● EXERCISE DIRECTIONS: Pull out each line of the data that includes the word "hair".

● DATASET EXCERPTS:
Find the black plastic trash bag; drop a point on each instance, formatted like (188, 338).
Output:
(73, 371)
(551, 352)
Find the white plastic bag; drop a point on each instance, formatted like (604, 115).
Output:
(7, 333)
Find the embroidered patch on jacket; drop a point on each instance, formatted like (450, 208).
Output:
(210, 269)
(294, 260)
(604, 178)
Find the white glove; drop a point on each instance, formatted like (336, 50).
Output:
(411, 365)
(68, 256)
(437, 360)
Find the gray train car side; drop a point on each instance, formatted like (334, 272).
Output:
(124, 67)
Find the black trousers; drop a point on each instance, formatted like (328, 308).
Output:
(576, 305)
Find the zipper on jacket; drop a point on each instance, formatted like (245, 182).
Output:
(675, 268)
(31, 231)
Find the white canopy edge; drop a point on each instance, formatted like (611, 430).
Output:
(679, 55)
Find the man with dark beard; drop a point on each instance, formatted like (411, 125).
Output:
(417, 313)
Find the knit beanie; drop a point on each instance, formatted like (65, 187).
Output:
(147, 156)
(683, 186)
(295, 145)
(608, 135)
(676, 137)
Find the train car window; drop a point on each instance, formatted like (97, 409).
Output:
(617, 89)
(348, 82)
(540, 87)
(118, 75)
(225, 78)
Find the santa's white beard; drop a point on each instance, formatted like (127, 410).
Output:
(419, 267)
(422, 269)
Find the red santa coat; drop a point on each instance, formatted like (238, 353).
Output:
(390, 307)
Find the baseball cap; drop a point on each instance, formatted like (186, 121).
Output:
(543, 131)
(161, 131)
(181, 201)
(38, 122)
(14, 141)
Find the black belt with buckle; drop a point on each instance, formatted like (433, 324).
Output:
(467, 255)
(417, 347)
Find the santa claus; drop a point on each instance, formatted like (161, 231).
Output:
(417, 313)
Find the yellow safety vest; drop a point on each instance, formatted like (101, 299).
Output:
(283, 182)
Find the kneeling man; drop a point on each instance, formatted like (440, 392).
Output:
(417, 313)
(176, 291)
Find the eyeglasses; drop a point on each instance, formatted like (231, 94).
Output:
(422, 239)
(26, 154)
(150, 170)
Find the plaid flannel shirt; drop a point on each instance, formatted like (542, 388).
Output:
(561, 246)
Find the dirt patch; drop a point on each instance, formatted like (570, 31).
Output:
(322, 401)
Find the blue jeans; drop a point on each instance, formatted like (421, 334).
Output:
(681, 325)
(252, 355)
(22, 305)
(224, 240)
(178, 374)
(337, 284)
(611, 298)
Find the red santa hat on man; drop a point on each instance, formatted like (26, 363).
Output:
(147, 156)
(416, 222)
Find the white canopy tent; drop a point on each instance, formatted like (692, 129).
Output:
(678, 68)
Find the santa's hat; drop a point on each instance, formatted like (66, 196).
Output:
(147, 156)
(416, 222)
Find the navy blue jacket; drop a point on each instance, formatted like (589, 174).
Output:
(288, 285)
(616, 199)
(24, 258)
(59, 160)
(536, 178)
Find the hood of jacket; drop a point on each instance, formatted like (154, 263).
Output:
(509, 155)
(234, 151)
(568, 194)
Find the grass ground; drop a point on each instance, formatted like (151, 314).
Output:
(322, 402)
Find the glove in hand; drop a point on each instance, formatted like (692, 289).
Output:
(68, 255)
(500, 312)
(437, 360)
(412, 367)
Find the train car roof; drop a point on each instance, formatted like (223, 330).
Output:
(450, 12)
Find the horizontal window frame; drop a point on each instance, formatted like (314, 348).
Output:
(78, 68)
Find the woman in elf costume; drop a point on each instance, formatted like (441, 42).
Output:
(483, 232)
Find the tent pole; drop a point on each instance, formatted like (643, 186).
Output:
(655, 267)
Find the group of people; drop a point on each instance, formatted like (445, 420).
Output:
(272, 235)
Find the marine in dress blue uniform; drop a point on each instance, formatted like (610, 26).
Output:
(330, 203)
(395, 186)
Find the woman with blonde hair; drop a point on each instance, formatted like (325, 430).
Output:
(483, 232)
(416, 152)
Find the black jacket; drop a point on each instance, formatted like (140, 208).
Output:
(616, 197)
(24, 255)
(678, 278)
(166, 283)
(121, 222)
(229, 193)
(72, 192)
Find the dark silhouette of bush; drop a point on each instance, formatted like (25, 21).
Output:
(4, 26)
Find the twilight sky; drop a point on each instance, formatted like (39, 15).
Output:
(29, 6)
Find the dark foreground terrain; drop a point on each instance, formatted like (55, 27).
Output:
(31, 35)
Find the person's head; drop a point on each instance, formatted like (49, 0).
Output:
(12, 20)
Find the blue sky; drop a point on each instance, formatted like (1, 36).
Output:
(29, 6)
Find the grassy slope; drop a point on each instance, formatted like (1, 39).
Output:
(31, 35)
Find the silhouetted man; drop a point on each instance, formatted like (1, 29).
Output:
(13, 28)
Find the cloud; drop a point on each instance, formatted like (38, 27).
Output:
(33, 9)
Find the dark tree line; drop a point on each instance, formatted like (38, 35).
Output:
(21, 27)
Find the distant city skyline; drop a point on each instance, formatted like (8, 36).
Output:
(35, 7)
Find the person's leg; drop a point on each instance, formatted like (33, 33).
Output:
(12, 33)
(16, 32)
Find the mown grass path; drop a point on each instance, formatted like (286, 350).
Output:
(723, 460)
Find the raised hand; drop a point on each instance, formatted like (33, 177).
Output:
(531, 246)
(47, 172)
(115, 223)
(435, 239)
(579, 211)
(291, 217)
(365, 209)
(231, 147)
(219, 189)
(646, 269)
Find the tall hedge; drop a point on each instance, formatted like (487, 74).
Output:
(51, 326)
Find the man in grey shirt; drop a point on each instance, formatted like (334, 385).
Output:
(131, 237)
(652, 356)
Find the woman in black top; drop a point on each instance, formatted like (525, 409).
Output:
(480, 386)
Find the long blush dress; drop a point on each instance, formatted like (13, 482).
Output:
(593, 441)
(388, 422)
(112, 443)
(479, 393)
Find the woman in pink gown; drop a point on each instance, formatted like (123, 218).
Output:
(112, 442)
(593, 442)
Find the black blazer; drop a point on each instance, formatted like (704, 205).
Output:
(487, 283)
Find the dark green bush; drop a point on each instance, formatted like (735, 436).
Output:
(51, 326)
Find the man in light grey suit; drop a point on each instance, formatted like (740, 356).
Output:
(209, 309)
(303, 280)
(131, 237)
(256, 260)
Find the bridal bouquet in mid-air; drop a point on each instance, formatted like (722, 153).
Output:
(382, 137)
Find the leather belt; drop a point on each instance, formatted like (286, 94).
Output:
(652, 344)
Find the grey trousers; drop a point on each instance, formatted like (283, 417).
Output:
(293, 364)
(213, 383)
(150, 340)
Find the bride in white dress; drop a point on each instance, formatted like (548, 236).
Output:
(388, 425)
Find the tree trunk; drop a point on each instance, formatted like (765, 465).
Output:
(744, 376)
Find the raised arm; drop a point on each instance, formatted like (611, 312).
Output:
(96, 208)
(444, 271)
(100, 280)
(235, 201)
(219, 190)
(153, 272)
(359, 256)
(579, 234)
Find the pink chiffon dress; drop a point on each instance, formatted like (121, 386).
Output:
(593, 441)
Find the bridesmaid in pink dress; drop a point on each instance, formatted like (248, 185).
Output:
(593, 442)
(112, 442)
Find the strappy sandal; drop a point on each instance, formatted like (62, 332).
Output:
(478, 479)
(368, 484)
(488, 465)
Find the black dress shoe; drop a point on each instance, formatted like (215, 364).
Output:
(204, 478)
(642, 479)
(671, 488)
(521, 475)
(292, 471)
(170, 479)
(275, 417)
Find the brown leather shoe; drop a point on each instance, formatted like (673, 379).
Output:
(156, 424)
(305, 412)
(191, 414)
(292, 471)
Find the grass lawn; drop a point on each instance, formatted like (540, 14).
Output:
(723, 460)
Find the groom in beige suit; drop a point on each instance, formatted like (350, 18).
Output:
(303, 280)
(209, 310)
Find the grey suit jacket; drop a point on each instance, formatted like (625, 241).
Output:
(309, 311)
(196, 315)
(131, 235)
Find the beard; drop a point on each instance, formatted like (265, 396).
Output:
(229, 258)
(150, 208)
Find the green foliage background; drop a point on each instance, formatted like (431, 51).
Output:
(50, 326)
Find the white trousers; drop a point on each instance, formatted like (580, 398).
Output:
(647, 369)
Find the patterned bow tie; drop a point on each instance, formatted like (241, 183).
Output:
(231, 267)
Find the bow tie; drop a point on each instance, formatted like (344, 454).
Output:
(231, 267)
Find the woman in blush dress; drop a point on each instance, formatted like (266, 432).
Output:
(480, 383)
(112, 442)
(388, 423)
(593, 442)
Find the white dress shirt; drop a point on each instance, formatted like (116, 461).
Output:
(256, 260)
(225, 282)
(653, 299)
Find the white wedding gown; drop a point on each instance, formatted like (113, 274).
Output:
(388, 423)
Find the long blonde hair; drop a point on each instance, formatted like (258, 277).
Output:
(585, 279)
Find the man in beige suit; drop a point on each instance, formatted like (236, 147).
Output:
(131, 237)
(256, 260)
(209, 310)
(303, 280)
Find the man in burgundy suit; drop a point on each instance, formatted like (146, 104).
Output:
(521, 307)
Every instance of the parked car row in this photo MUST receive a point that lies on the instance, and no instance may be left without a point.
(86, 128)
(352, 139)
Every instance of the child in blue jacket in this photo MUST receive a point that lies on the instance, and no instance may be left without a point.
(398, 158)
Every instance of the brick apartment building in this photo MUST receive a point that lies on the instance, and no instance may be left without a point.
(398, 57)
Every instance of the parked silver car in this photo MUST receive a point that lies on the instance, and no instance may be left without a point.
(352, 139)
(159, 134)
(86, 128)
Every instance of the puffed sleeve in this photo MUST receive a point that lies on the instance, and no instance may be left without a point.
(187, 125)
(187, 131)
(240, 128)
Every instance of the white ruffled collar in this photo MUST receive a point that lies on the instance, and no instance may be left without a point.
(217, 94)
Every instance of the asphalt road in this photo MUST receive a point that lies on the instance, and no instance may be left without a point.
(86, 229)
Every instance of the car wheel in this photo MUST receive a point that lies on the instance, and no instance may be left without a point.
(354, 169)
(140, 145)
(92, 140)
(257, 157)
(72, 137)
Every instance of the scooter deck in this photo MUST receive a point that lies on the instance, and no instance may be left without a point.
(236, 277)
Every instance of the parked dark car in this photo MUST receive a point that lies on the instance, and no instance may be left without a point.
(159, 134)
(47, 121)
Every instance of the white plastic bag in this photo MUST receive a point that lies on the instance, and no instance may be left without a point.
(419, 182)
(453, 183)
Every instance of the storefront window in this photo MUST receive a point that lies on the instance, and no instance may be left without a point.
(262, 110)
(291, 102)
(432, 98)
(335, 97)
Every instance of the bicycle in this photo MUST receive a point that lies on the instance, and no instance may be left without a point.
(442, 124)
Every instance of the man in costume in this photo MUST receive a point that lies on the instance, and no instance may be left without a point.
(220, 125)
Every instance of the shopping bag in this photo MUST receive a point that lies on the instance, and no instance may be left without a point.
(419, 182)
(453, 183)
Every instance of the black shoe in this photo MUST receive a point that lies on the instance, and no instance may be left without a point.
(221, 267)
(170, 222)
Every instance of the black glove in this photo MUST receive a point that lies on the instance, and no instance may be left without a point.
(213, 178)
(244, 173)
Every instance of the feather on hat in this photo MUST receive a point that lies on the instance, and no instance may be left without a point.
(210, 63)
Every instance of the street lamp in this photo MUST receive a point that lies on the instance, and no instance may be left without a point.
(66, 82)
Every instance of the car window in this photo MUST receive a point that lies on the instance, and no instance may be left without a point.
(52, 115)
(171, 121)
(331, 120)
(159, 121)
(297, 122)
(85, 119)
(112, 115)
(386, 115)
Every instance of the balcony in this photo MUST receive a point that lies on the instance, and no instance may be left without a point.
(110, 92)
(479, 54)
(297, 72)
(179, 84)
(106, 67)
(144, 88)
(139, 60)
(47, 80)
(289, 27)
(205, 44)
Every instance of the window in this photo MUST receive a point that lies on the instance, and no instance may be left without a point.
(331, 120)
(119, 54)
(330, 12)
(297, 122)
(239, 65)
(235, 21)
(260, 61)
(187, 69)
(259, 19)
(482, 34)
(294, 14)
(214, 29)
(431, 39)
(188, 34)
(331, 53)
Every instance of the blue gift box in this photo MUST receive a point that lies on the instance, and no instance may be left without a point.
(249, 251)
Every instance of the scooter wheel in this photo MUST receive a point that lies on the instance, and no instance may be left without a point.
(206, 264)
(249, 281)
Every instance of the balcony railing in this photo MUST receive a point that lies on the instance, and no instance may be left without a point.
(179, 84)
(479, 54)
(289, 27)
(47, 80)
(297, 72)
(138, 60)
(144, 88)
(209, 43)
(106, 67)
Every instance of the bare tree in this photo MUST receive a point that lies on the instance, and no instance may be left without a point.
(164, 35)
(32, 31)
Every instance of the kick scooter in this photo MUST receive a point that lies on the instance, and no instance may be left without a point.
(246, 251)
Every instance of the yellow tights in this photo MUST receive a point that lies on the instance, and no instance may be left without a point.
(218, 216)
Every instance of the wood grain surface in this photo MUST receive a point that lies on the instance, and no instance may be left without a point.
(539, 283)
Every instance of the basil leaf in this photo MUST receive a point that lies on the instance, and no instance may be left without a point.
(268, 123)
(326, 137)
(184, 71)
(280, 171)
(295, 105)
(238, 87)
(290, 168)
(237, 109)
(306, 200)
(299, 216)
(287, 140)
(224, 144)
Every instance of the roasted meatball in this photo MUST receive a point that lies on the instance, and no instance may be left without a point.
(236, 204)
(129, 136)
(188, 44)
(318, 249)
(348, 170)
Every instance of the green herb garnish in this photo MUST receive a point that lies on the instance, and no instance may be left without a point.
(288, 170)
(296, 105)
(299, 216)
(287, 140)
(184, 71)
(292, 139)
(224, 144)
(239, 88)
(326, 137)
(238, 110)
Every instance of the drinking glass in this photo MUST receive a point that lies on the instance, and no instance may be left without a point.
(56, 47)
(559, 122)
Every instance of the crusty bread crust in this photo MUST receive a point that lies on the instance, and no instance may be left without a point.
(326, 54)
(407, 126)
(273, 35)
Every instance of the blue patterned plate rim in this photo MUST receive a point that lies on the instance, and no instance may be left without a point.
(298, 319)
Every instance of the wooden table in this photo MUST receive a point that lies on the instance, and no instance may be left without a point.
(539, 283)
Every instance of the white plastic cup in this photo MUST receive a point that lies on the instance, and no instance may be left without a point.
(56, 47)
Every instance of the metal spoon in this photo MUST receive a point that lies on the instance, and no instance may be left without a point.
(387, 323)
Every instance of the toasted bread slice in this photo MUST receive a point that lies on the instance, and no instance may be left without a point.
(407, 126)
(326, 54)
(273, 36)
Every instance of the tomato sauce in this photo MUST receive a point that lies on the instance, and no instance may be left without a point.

● EXPECTED ANSWER:
Find the woman with blonde hair; drop a point on each instance, formatted like (325, 430).
Find the long blonde hair; drop a point on each instance, formatted like (258, 277).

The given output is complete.